# EXERCISE:
A verbatim reproduction of the following listing is required; omit the pictures.

Start of DATA FOR PROCESSING

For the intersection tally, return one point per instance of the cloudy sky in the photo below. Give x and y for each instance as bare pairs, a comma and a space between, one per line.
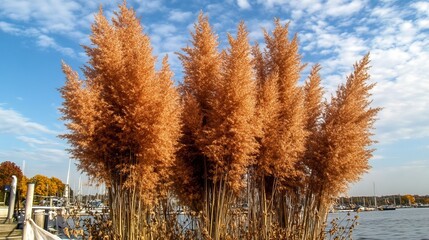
35, 35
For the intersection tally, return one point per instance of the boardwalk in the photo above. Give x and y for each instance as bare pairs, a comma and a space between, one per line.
8, 230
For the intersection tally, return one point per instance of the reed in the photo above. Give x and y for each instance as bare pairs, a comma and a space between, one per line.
239, 145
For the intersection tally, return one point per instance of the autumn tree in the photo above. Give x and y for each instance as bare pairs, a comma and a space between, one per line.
57, 187
7, 169
123, 120
42, 184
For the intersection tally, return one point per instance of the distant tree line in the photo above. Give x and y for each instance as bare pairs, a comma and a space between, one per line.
248, 152
44, 186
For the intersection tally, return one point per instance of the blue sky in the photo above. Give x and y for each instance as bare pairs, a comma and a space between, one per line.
35, 35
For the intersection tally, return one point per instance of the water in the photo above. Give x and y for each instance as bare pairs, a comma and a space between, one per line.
405, 223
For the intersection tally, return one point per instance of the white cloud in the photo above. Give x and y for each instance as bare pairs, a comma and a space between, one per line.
342, 8
32, 141
243, 4
51, 15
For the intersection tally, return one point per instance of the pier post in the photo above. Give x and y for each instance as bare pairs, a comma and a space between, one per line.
28, 205
12, 197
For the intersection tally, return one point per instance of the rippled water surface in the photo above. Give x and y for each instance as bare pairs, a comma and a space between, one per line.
405, 223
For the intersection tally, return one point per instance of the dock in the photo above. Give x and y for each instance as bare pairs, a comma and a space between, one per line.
8, 230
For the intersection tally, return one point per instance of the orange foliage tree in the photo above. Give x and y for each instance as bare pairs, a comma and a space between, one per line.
241, 118
7, 169
123, 120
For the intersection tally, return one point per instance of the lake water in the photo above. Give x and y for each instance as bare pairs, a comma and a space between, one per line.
403, 223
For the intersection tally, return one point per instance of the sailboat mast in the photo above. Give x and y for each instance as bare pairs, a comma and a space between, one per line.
375, 198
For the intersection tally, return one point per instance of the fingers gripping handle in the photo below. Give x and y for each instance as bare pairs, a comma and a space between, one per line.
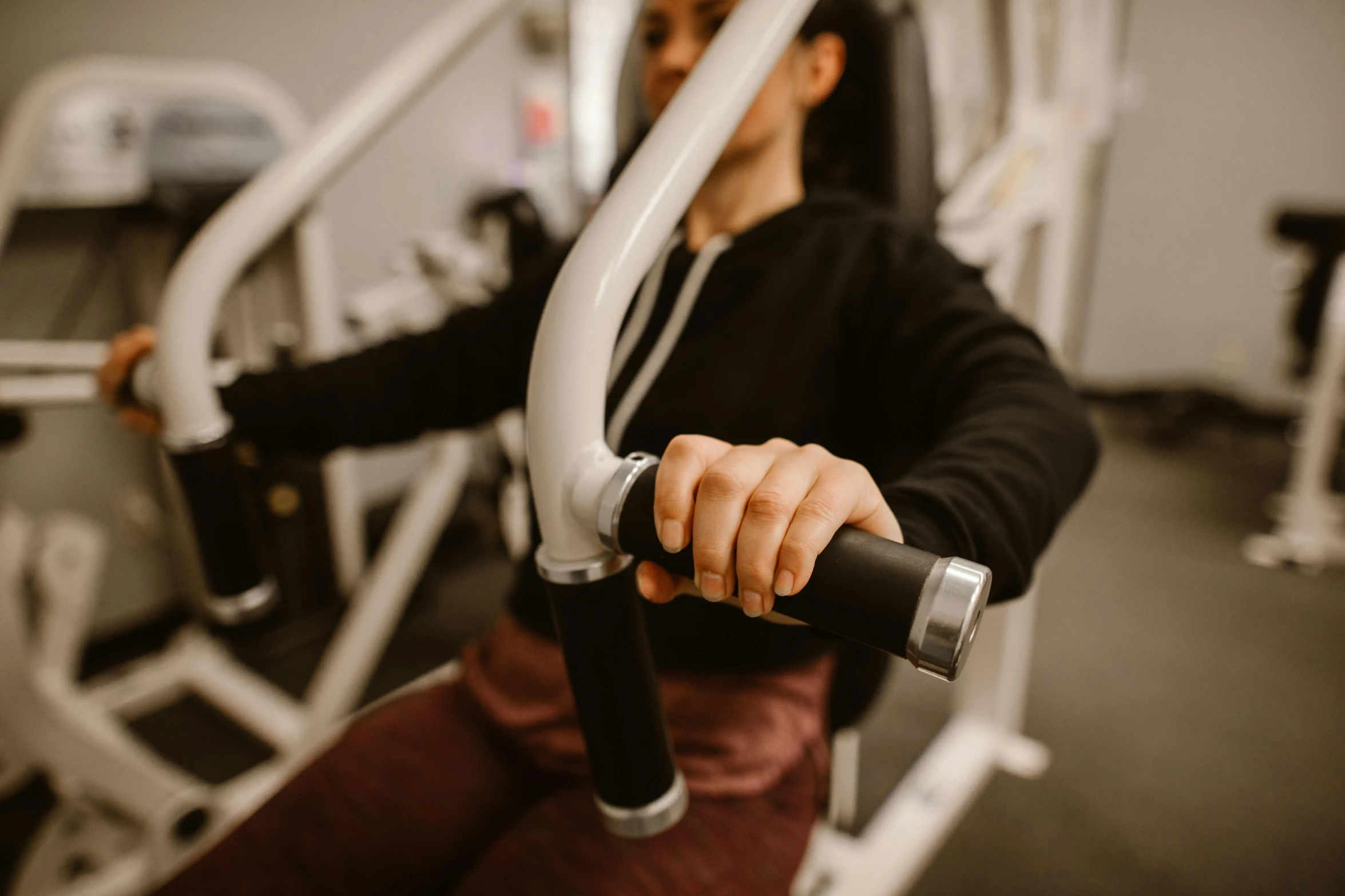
888, 595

End of DATA FOR PROCESSING

# ANSWER SECTION:
For the intersection tally, return one point per instance of the cloudy sky in the photo below. Give x and y for each instance as bare pairs, a comma and a space between, one per line.
35, 35
For the intersection tally, return one point per instance of the boardwalk in the photo above. Give x and y for each instance as bare pairs, a comma and a space between, one per line.
8, 230
For the intersection tally, return one point per instance of the reed in the photo above. Give x and y for each instance as bare pairs, a comma and a space between, one per line.
239, 145
For the intersection tally, return one point per instance of the autumn tree in the photo above. Give x and y for each instance as bare pairs, a comma and a space between, one per line.
57, 187
7, 169
123, 120
42, 184
For the intersection tally, return one point per instance of the distant tree line in the photo above. Give x and y for each instance as bare pairs, a comma and a space between, one per line.
248, 152
44, 186
For the intersection tally, return one point per instance of the blue sky in the photo above. Give x and y for each instance as bare pairs, a comma and a space between, one per line.
35, 35
For the intersection tally, return one point per instance of the water in the photo above. Give x and y for each instance as bare pairs, a comma and a space between, one per line.
405, 223
For the intersection tally, return one point per instance of the white cloud in the photo above. Give x and y for each instance as bare pairs, a comma and a space between, one per line.
342, 8
32, 141
243, 4
51, 15
For the intersection tally, return one point per instance of the pier post in the photo above. Give x and y for each instance as bare pairs, a comma and a space between, one per line.
28, 205
12, 197
For the intersection tally, return one point per instance of the rippled water surface in the photo above. Give x and y for each instance as bare pairs, a comma and a space between, one per line.
405, 223
For the intersection tally, return one point per instance of the dock in the photo above. Give x and y for each instance as bare pairs, a comma and a space between, one per line.
8, 230
For the intersection tally, return one point per instance of the orange foliage tree in the photo above. Give x and y for each instance as bare pairs, a comma and a space between, one per line.
241, 118
7, 169
123, 120
For the intersection tally, return one point per instance of the lake water in the photo above. Give x and y for each instance as bare pairs, a comma and a space between, one per line.
403, 223
For the intersection tally, return one point per instance of the sailboat mast in the photo above. Give x and y for each instance as bare pairs, a comma and a space between, one per line.
375, 198
For the intersection tally, return one point per instance of the fingers gripping handle in the photo below. Give x and y for each instance as bare pairs, a comma and a space between, one per line.
888, 595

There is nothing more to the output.